**Objective 1**
Reproduce the records verbatim, starting at the line containing "target: long grass blade" and continuing through the last line of the records, both ends included.

**Excerpted text**
Easy Pickled Vegetables
prep time: 5 MINUTES
cook time: 5 MINUTES
total time: 10 MINUTES
This simple brine and quick pickling process is the easiest way to make pickled vegetables that don't take the whole day.
Ingredients
Pickled Jalapeños:
- 8-10 medium/large jalapeños, sliced (if you do not like a lot of heat, you can scrape the seeds and membrane out as well)
- 1 1/2 tablespoon Swerve granular
- 2 teaspoon salt
- 1 cup apple cider vinegar
- 1 cup water
- 4 garlic cloves
- 1 teaspoon oregano
- 1 tablespoon cilantro
- 1/2 teaspoon peppercorn
Pickled Red Onions:
- 2-3 small red onions, sliced thin
- 2 tablespoons Swerve granular
- 1 teaspoon salt
- 1/2 cup red wine vinegar
- 1/2 cup water
- 1 cup apple cider vinegar
- 4 garlic cloves
- 1 teaspoon red pepper flakes
Pickled Radishes:
- 1 lbs. radishes, thinly sliced
- 1/2 cup red wine vinegar
- 1/2 cup water
- 1 cup white vinegar
- 1 tablespoon Swerve granular
- 1 teaspoon salt
- 3 garlic cloves
- 1 teaspoon mustard seeds
- 1 teaspoon oregano
- 1 teaspoon red pepper flakes
Directions
1
In a small saucepan over medium heat, add all liquids, Swerve, and salt. Stir until liquid comes to a gentle boil. This will take about 3-4 minutes.

**Material for this exercise**
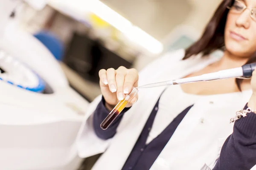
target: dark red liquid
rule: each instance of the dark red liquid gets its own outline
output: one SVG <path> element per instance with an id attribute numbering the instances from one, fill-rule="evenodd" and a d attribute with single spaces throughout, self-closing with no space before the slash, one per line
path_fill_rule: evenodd
<path id="1" fill-rule="evenodd" d="M 107 129 L 119 114 L 119 112 L 118 110 L 114 109 L 111 113 L 108 115 L 106 119 L 100 124 L 101 128 L 104 130 Z"/>

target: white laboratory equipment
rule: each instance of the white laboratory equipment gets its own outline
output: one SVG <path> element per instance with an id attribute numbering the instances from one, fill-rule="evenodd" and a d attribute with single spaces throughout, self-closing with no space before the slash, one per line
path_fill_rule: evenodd
<path id="1" fill-rule="evenodd" d="M 51 53 L 9 18 L 20 3 L 0 3 L 0 169 L 76 170 L 88 102 Z"/>

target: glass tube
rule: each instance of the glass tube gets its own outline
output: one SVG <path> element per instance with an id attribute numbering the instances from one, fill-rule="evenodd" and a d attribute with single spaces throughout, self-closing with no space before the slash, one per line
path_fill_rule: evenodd
<path id="1" fill-rule="evenodd" d="M 119 102 L 115 106 L 108 115 L 100 124 L 100 127 L 103 130 L 106 130 L 111 125 L 121 112 L 125 108 L 126 105 L 130 102 L 138 93 L 138 89 L 133 87 L 131 92 L 129 94 L 126 94 L 125 99 Z"/>

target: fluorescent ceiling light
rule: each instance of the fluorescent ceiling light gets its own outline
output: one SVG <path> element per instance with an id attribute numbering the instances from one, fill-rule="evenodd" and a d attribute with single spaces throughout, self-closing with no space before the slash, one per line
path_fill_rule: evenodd
<path id="1" fill-rule="evenodd" d="M 67 7 L 74 7 L 76 4 L 76 7 L 75 10 L 81 11 L 83 8 L 86 13 L 90 11 L 95 14 L 122 32 L 132 42 L 151 53 L 158 54 L 163 51 L 163 46 L 161 42 L 99 0 L 52 0 L 51 1 L 52 3 L 58 1 L 60 5 L 65 3 Z"/>
<path id="2" fill-rule="evenodd" d="M 137 43 L 154 54 L 163 51 L 163 45 L 147 33 L 99 0 L 90 1 L 89 9 Z"/>

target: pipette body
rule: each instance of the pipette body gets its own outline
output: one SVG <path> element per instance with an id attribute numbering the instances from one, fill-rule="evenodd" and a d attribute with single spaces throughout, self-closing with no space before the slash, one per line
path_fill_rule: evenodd
<path id="1" fill-rule="evenodd" d="M 226 79 L 233 77 L 246 78 L 251 76 L 252 73 L 255 68 L 256 65 L 256 63 L 248 64 L 244 65 L 242 67 L 236 68 L 222 70 L 216 72 L 204 74 L 198 76 L 149 84 L 138 87 L 137 88 L 150 88 L 197 82 Z"/>

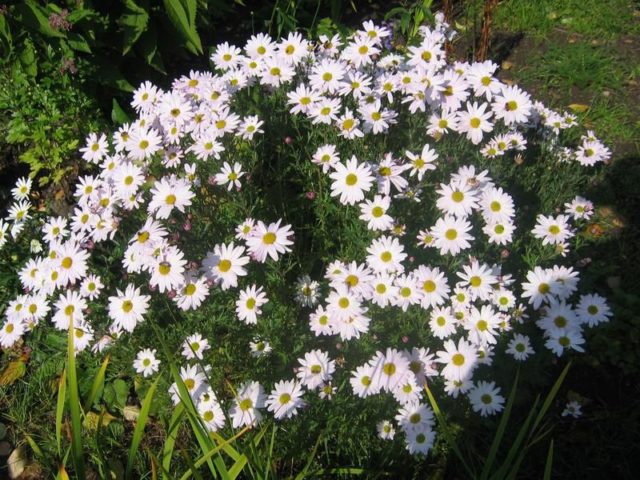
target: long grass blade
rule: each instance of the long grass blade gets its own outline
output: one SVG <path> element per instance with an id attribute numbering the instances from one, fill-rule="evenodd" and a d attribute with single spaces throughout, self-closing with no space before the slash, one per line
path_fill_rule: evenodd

**Objective 2**
Continue the pickled vegetables recipe from the point where it stops.

**Written answer 1**
target: long grass blade
rule: each instance of the long grass blade gets its own outline
output: one SVG <path> element per instance with an id attribute numbering the instances from one, fill-rule="evenodd" and a d attribute with single spaces throughout, self-closing with no space before the slash, one per line
path_fill_rule: evenodd

**Written answer 2**
2
While the liquid is boiling, add garlic cloves, spices, and veggies to a 32 oz. glass jar. Make sure you really pack in the veggies!
3
Carefully pour the hot brining liquid into the jar until it is full.
4
Allow jars to cool for about 1 hour. Once they're cool enough to handle, place lids on each jar and store in the refrigerator.
5
For best the pickled flavor, allow a few hours before eating, though flavors will be its best after letting the jars sit for a few days. These pickles will stay fresh for 1 month in the refrigerator.
6
Enjoy!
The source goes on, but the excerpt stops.